■ WHAT TO PRODUCE
Copy every line of the rows below word for word, changing nothing.

Some rows:
#####

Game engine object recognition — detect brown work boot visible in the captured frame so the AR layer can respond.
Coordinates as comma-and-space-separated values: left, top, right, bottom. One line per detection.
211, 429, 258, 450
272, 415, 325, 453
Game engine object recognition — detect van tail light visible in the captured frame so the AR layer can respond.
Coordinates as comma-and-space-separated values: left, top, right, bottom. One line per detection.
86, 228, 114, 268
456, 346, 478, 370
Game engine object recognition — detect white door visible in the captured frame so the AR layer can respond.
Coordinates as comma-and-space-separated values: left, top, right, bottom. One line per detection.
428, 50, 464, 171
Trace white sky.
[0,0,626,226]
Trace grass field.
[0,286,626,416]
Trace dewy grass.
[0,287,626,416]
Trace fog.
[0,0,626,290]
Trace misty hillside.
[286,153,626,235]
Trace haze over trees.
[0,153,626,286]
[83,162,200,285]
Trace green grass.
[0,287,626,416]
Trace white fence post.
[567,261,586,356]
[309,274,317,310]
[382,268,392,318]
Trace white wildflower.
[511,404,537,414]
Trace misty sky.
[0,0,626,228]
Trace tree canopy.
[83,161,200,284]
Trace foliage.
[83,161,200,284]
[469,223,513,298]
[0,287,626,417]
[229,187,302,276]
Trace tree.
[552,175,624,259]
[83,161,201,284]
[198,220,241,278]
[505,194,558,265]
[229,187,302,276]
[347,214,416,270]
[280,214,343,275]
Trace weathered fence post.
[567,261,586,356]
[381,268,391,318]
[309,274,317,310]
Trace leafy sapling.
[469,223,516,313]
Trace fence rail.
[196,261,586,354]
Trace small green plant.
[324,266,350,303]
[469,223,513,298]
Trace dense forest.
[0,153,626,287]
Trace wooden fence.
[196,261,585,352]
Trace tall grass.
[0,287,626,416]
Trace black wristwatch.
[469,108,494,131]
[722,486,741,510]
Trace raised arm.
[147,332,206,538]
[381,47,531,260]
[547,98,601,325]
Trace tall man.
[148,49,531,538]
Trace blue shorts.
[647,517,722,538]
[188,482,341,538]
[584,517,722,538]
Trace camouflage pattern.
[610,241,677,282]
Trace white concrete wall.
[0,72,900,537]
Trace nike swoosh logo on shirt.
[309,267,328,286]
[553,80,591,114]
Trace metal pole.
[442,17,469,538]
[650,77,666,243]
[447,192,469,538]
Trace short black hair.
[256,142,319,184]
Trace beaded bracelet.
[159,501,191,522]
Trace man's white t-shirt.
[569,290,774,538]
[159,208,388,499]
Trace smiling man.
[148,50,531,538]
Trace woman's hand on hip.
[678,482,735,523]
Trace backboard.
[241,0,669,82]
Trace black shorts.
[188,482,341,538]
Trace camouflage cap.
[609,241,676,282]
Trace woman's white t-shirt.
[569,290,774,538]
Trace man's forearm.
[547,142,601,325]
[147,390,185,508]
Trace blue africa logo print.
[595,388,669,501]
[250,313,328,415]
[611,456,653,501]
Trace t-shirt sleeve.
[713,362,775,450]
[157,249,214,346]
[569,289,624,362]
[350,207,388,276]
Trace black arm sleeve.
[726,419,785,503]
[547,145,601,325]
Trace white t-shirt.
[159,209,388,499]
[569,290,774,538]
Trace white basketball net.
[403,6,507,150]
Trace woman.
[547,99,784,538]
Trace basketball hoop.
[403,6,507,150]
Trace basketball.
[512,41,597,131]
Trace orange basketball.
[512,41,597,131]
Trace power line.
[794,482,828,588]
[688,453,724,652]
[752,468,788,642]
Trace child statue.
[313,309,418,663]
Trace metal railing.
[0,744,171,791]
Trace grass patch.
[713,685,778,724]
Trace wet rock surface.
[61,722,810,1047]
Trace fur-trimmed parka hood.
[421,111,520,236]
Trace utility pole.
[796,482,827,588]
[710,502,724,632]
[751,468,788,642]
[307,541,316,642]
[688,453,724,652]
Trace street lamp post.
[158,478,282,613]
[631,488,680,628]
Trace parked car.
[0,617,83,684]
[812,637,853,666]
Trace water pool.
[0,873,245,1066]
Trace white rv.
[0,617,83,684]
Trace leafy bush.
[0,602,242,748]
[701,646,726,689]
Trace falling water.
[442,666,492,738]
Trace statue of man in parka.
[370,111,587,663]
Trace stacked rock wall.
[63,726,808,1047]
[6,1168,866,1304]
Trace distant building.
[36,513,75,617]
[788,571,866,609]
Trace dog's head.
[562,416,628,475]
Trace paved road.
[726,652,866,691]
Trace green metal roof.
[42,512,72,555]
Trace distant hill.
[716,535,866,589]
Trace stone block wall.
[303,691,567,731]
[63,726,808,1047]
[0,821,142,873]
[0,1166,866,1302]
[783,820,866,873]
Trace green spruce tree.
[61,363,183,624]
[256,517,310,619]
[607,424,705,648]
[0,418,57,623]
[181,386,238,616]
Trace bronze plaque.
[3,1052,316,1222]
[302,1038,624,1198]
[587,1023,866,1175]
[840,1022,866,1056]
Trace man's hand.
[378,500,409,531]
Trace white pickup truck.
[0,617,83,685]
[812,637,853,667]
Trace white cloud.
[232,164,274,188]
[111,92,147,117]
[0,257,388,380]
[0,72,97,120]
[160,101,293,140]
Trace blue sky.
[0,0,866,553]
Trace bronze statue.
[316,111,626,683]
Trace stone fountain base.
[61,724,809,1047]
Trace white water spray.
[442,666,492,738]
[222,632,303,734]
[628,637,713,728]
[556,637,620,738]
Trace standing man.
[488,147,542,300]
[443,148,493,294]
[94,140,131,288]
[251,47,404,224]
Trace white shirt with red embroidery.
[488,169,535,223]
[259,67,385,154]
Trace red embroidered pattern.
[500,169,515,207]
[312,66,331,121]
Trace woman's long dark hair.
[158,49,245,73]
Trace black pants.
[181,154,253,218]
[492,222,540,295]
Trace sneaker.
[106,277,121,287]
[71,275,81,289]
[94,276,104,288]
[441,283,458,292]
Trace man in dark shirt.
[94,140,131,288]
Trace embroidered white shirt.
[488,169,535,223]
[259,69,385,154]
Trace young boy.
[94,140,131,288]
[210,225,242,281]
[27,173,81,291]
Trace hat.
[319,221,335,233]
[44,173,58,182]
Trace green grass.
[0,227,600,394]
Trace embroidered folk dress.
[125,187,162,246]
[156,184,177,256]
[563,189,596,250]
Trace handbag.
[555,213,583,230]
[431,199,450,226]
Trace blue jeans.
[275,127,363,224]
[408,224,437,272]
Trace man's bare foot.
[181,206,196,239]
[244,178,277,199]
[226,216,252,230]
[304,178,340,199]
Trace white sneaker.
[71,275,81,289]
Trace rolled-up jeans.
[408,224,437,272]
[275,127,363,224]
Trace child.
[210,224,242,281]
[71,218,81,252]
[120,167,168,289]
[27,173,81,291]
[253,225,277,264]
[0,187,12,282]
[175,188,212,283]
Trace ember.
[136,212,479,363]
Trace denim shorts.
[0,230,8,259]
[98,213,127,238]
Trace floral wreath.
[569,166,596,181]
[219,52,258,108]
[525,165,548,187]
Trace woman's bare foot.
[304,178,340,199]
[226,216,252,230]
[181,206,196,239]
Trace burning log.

#####

■ OUTPUT
Game engine object recognition — detect brown work boot visible in the captured frame so the AR layer can respond.
Coordinates as comma-and-space-separated values: left, top, right, bottom. One line per detection.
211, 429, 258, 450
272, 415, 325, 453
Game engine object recognition — detect van tail light visible in the captured frame so the AR layer can respond.
Coordinates as comma-and-space-separated values: left, top, right, bottom. One line per detection.
86, 228, 114, 268
456, 346, 478, 370
Game engine object recognition — detect white door visible in the captured frame so the AR layer can respond.
Coordinates as comma-and-space-separated values: left, top, right, bottom. One line per detection.
428, 50, 464, 171
Trace white sky.
[0,0,626,226]
Trace grass field.
[0,286,626,416]
Trace dewy grass.
[0,287,626,416]
Trace fog.
[0,0,626,290]
Trace misty hillside.
[286,153,626,235]
Trace haze over trees.
[0,153,626,286]
[83,162,200,285]
Trace green grass.
[0,287,626,416]
Trace white fence post.
[567,261,586,356]
[309,274,317,310]
[382,268,392,318]
Trace white wildflower.
[511,404,537,414]
Trace misty sky.
[0,0,626,228]
Trace tree canopy.
[83,161,200,284]
Trace foliage.
[83,161,200,284]
[469,223,513,298]
[0,287,626,417]
[229,187,302,276]
Trace tree.
[552,175,624,259]
[83,161,201,284]
[198,220,241,278]
[505,194,558,265]
[229,187,302,276]
[347,214,416,270]
[280,214,343,275]
Trace weathered fence post.
[567,261,586,356]
[381,268,391,318]
[309,274,317,310]
Trace leafy sapling.
[469,223,516,313]
Trace fence rail.
[196,261,586,354]
Trace small green plant.
[324,266,350,303]
[469,223,513,298]
Trace dense forest.
[0,153,626,287]
Trace wooden fence.
[196,261,585,352]
Trace tall grass.
[0,287,626,416]
Trace black wristwatch.
[469,108,494,131]
[722,486,741,510]
Trace raised arm.
[147,332,206,538]
[381,47,531,260]
[547,98,601,325]
Trace tall man.
[148,49,531,538]
Trace blue shorts.
[647,517,722,538]
[188,482,341,538]
[584,517,722,538]
Trace camouflage pattern.
[610,241,677,282]
Trace white concrete wall.
[0,72,900,537]
Trace nike swoosh logo on shirt.
[309,267,328,286]
[553,80,591,114]
Trace metal pole.
[442,17,469,538]
[650,77,666,243]
[447,192,469,538]
Trace short black hair.
[256,142,319,184]
Trace beaded bracelet.
[159,501,191,522]
Trace man's white t-shirt.
[569,290,774,538]
[159,208,388,499]
Trace smiling man.
[148,50,531,538]
Trace woman's hand on hip.
[678,482,735,523]
Trace backboard.
[241,0,669,82]
Trace black shorts.
[188,482,341,538]
Trace camouflage cap.
[609,241,676,282]
Trace woman's white t-shirt.
[569,290,774,538]
Trace man's forearm.
[547,142,601,325]
[147,390,185,508]
Trace blue africa logo print.
[595,388,669,501]
[250,313,328,415]
[611,456,653,501]
Trace t-shirt sleeve.
[713,362,775,450]
[157,249,214,346]
[569,289,624,362]
[350,207,388,276]
Trace black arm sleeve.
[726,419,785,503]
[547,145,601,325]
Trace white t-shirt.
[159,209,388,499]
[569,290,774,538]
Trace white basketball net.
[403,6,507,150]
Trace woman.
[547,99,784,538]
Trace basketball hoop.
[403,6,507,150]
Trace basketball.
[512,41,597,131]
Trace orange basketball.
[512,41,597,131]
Trace power line.
[794,482,828,588]
[688,453,724,652]
[752,468,788,642]
Trace child statue.
[313,309,418,663]
Trace metal railing.
[0,744,171,791]
Trace grass patch.
[713,685,778,724]
Trace wet rock surface.
[61,722,810,1047]
Trace fur-trimmed parka hood.
[421,111,520,236]
Trace utility pole.
[796,482,827,588]
[710,502,724,632]
[751,468,788,642]
[307,541,316,642]
[688,453,724,652]
Trace street lamp post.
[158,478,282,613]
[631,488,680,628]
Trace parked car.
[0,617,83,684]
[812,637,853,666]
Trace water pool.
[0,873,245,1066]
Trace white rv.
[0,617,83,684]
Trace leafy bush.
[0,602,242,748]
[701,646,726,689]
Trace falling water.
[442,666,492,738]
Trace statue of man in parka.
[370,111,587,663]
Trace stacked rock wall.
[63,726,808,1047]
[6,1168,866,1304]
Trace distant building.
[36,513,75,617]
[788,571,866,609]
Trace dog's head.
[562,416,628,475]
Trace paved road.
[726,652,866,691]
Trace green metal roof.
[42,512,72,555]
Trace distant hill.
[716,535,866,589]
Trace stone block wall.
[303,691,567,731]
[63,726,808,1047]
[0,821,142,873]
[0,1166,866,1302]
[783,820,866,873]
Trace green spruce tree.
[61,363,183,624]
[256,517,310,619]
[607,424,705,648]
[0,418,57,623]
[181,386,238,616]
Trace bronze plaque.
[3,1052,316,1222]
[302,1038,624,1198]
[587,1023,866,1175]
[840,1022,866,1056]
Trace man's hand.
[378,500,409,531]
Trace white pickup truck.
[0,617,83,685]
[812,637,853,667]
Trace white cloud.
[232,164,274,188]
[111,92,147,117]
[0,257,388,380]
[0,72,97,120]
[160,101,293,140]
Trace blue sky.
[0,0,866,553]
Trace bronze statue.
[316,111,626,683]
Trace stone fountain base.
[61,724,809,1047]
Trace white water spray.
[442,666,492,738]
[222,632,303,734]
[628,637,713,728]
[556,637,620,738]
Trace standing man.
[488,147,542,300]
[443,148,493,294]
[94,140,131,288]
[251,47,404,224]
Trace white shirt with red embroidery.
[488,169,535,223]
[259,67,385,154]
Trace red embroidered pattern.
[500,169,515,207]
[312,66,331,121]
Trace woman's long dark hair.
[158,49,245,73]
Trace black pants.
[181,154,253,218]
[492,222,540,295]
Trace sneaker.
[106,277,121,287]
[71,275,81,289]
[94,276,104,288]
[441,283,458,292]
Trace man in dark shirt.
[94,140,131,288]
Trace embroidered white shirt.
[488,169,535,223]
[259,69,385,154]
Trace young boy.
[94,140,131,288]
[210,225,242,281]
[27,173,81,291]
Trace hat.
[319,221,335,233]
[44,173,58,182]
Trace green grass.
[0,227,600,394]
Trace embroidered folk dress.
[125,187,162,246]
[156,184,177,256]
[563,189,596,250]
Trace handbag.
[555,213,583,230]
[431,199,450,226]
Trace blue jeans.
[275,127,363,224]
[408,224,437,272]
Trace man's bare foot.
[181,206,196,239]
[244,178,277,199]
[226,216,252,230]
[304,178,340,199]
Trace white sneaker.
[71,275,81,289]
Trace rolled-up jeans.
[408,224,437,272]
[275,127,363,224]
Trace child.
[210,224,242,281]
[71,218,81,252]
[120,167,168,289]
[27,173,81,291]
[253,225,277,264]
[0,187,12,282]
[175,188,212,283]
Trace ember.
[136,212,479,363]
Trace denim shorts.
[0,230,8,259]
[98,213,127,238]
Trace floral wreath.
[569,166,596,181]
[219,52,258,108]
[525,165,548,187]
Trace woman's bare foot.
[304,178,340,199]
[226,216,252,230]
[181,206,196,239]
Trace burning log.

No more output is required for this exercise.